▸ Task statement
Within the records below, find each line that holds the string "positive", then copy it.

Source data
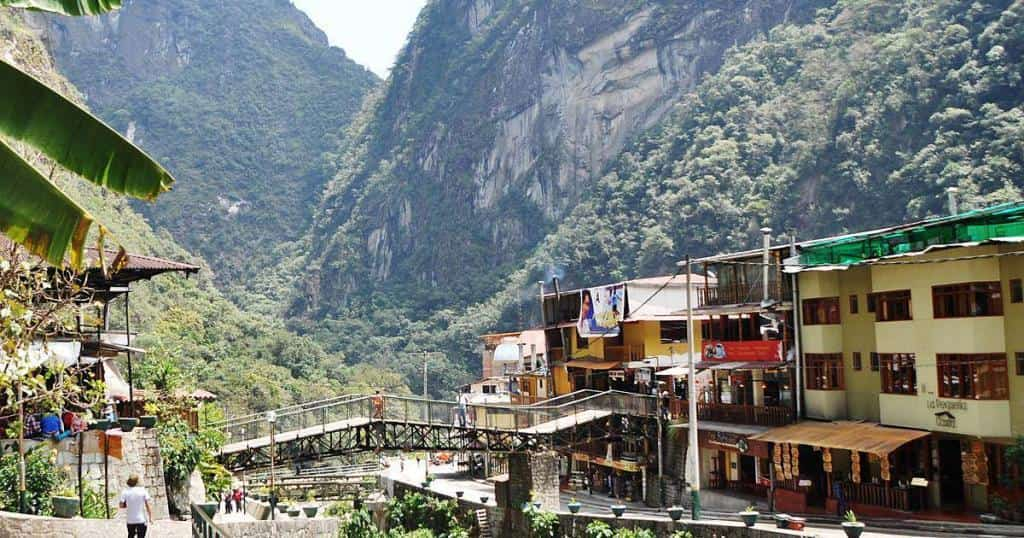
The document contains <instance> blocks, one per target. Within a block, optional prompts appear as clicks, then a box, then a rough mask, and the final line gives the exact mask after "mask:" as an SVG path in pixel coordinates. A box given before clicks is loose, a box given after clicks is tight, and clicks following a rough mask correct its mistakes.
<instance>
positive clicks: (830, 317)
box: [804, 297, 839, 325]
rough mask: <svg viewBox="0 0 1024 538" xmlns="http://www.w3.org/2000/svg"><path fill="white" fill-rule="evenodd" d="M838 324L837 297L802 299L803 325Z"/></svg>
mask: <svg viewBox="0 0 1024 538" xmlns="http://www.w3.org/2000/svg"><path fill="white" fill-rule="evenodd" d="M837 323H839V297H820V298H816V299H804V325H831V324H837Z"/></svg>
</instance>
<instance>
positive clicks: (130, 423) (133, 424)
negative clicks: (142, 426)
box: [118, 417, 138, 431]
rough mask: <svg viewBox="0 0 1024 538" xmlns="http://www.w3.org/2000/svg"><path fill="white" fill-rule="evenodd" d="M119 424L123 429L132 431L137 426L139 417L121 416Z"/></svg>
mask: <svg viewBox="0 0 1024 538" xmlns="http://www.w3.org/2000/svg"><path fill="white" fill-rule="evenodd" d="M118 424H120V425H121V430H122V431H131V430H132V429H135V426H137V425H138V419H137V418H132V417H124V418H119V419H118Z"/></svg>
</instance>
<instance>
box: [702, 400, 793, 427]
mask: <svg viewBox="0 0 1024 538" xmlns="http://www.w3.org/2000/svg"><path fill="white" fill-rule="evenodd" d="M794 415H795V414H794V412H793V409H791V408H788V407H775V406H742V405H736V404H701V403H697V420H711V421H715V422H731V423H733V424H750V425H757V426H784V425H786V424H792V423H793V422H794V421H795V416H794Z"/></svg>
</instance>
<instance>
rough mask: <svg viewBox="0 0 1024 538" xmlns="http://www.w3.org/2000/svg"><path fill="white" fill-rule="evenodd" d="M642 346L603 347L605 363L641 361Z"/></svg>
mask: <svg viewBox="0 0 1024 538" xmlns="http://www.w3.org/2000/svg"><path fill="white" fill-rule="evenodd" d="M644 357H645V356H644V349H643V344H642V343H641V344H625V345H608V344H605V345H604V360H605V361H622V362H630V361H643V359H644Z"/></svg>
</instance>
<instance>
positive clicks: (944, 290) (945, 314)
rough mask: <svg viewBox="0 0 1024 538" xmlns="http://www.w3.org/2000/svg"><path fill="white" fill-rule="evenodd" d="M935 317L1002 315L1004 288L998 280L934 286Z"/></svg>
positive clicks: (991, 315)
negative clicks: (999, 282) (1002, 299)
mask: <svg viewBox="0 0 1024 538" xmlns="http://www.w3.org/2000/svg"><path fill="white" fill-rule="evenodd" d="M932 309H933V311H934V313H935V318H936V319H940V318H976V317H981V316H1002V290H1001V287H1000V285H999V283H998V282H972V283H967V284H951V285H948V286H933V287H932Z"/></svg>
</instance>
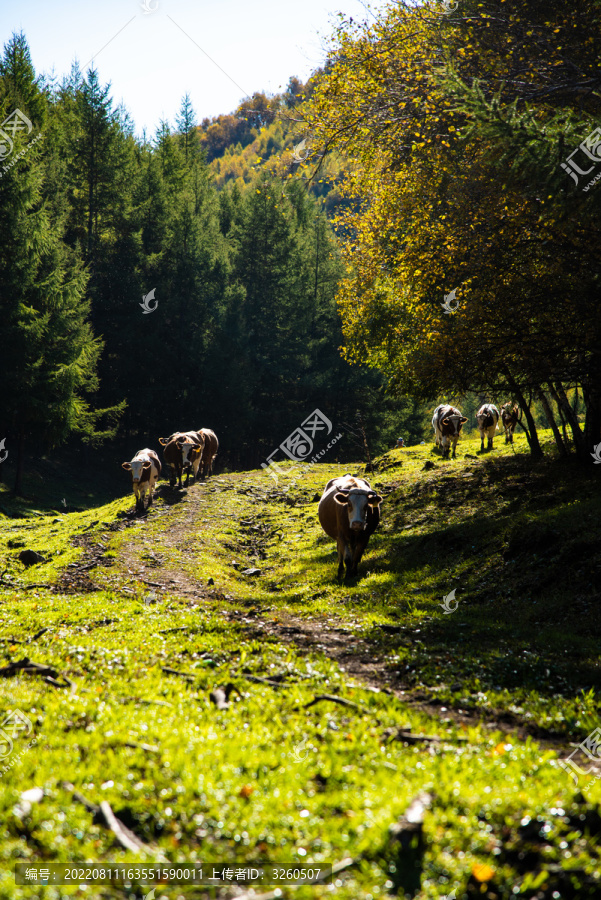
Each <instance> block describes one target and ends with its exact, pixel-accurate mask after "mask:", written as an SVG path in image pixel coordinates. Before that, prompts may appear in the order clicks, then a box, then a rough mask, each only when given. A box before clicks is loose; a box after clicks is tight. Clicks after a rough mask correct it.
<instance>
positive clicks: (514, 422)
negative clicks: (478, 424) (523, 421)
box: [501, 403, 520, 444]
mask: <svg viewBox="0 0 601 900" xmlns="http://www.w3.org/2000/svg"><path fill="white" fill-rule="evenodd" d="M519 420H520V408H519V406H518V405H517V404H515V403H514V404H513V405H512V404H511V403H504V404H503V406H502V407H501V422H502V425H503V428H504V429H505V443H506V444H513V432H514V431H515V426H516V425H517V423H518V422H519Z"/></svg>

▸ Reply to the task
positive clicks: (830, 317)
positive clicks: (130, 423) (133, 424)
positive clicks: (944, 290) (945, 314)
positive clicks: (991, 315)
positive clicks: (514, 422)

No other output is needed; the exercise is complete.